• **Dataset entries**

((

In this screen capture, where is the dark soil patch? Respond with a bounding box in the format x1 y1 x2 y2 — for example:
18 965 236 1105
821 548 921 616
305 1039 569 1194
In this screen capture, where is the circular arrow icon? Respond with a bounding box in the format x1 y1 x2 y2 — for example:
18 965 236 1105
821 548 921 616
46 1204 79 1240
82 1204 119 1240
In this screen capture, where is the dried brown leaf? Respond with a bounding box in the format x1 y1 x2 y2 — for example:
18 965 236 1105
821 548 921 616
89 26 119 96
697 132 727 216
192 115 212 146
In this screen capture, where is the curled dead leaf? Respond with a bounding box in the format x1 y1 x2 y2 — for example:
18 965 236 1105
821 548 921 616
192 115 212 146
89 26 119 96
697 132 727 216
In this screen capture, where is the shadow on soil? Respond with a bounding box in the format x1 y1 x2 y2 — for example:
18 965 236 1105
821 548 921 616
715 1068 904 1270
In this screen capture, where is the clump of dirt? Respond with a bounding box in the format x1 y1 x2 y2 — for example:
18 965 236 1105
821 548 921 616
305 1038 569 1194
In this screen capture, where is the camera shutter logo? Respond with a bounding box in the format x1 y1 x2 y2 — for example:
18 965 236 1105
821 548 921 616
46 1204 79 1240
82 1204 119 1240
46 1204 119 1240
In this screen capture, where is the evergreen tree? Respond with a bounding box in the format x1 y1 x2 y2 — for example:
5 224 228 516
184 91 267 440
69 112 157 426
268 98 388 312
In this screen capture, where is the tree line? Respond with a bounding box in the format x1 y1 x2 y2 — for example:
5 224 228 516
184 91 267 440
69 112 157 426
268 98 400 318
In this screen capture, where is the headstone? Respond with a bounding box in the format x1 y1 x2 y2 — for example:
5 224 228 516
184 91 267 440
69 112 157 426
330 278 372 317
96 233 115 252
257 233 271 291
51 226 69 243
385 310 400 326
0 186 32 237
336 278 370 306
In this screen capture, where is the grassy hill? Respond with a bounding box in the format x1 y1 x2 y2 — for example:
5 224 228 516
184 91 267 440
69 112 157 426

))

• **WHAT THE TASK ASKS**
Please extract every line of the records above that contains the word "soil", treating uppercase and lowercase as different.

• **SOLUTION TO THE PROBLEM**
In this screen capture, where is the dark soil patch? Respond with a bounding box in the format x1 y1 x2 y2 — for example:
In this screen capture, where is the shadow on soil? Respond with a bounding box in the format x1 y1 x2 y2 — for example:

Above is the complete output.